Directions for this task: From the material below, copy out every line that contains the string "face". Case counts.

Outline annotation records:
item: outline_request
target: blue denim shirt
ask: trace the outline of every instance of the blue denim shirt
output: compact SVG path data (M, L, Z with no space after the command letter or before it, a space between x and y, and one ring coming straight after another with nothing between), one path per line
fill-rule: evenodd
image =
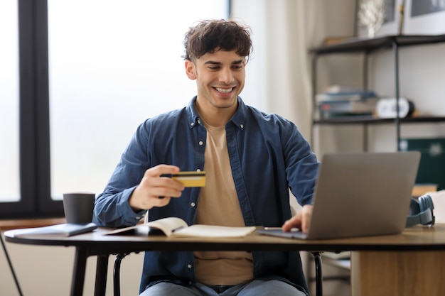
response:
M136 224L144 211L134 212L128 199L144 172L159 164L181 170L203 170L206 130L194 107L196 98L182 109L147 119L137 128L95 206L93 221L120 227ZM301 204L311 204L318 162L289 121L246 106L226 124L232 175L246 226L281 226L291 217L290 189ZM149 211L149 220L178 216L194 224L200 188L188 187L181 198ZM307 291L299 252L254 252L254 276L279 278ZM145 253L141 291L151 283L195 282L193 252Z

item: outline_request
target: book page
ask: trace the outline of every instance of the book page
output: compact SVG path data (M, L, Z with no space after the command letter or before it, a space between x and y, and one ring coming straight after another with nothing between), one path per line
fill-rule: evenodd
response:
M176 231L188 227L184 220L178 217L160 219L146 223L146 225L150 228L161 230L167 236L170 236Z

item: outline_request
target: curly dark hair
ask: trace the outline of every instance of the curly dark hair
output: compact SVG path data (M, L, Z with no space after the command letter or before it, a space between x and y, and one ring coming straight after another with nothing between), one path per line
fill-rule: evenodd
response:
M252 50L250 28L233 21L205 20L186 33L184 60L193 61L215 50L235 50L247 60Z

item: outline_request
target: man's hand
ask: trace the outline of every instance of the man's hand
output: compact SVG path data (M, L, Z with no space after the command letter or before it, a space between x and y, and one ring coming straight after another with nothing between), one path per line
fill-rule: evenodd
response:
...
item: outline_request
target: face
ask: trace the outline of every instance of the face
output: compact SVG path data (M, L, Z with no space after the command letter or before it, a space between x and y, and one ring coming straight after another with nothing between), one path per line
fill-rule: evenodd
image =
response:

Solution:
target: face
ask: trace the outline of every instance of the face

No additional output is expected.